-- begin Supplied data --

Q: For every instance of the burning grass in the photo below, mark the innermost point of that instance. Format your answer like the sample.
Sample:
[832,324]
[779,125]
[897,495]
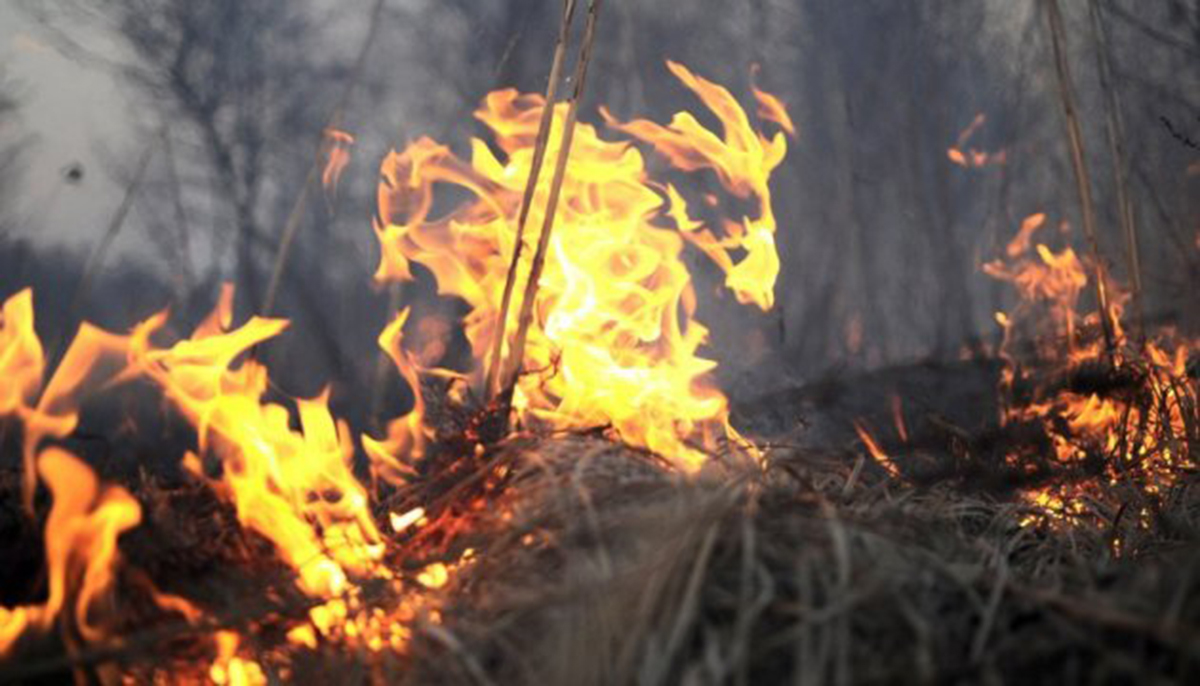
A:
[624,530]
[601,565]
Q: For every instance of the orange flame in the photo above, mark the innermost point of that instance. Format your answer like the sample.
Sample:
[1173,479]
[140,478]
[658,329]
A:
[294,487]
[615,341]
[81,552]
[1132,428]
[337,156]
[973,158]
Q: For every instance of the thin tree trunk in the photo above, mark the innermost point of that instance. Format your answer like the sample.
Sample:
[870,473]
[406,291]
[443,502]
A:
[335,120]
[539,259]
[1115,128]
[1079,162]
[539,155]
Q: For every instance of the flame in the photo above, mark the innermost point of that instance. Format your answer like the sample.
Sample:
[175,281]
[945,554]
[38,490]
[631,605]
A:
[337,156]
[393,457]
[615,342]
[973,158]
[294,487]
[1138,429]
[21,354]
[876,452]
[81,553]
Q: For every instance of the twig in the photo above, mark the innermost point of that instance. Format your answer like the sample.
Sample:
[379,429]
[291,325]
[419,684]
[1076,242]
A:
[1120,161]
[539,258]
[1079,163]
[298,209]
[539,154]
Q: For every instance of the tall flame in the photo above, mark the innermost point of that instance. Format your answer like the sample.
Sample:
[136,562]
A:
[294,487]
[81,552]
[616,342]
[1139,427]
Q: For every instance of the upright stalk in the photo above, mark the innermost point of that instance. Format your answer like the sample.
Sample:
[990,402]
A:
[1115,127]
[539,155]
[556,187]
[1079,163]
[335,120]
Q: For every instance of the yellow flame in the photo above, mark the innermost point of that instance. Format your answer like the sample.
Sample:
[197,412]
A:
[294,487]
[615,340]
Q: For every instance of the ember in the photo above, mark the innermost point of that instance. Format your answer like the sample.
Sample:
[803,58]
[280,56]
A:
[739,367]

-- end Supplied data --

Task brief » Reproduce every line of the saved entries from the one containing "Q: For every instance of the ember" through the end, raising each coordinate in the answers by 34 and leaving all other lines unchanged.

Expected answer »
Q: For every instance of the ember in the photo above, mark the innermost point of that instance. Format your answer like the sample.
Sample:
[803,58]
[280,56]
A:
[773,401]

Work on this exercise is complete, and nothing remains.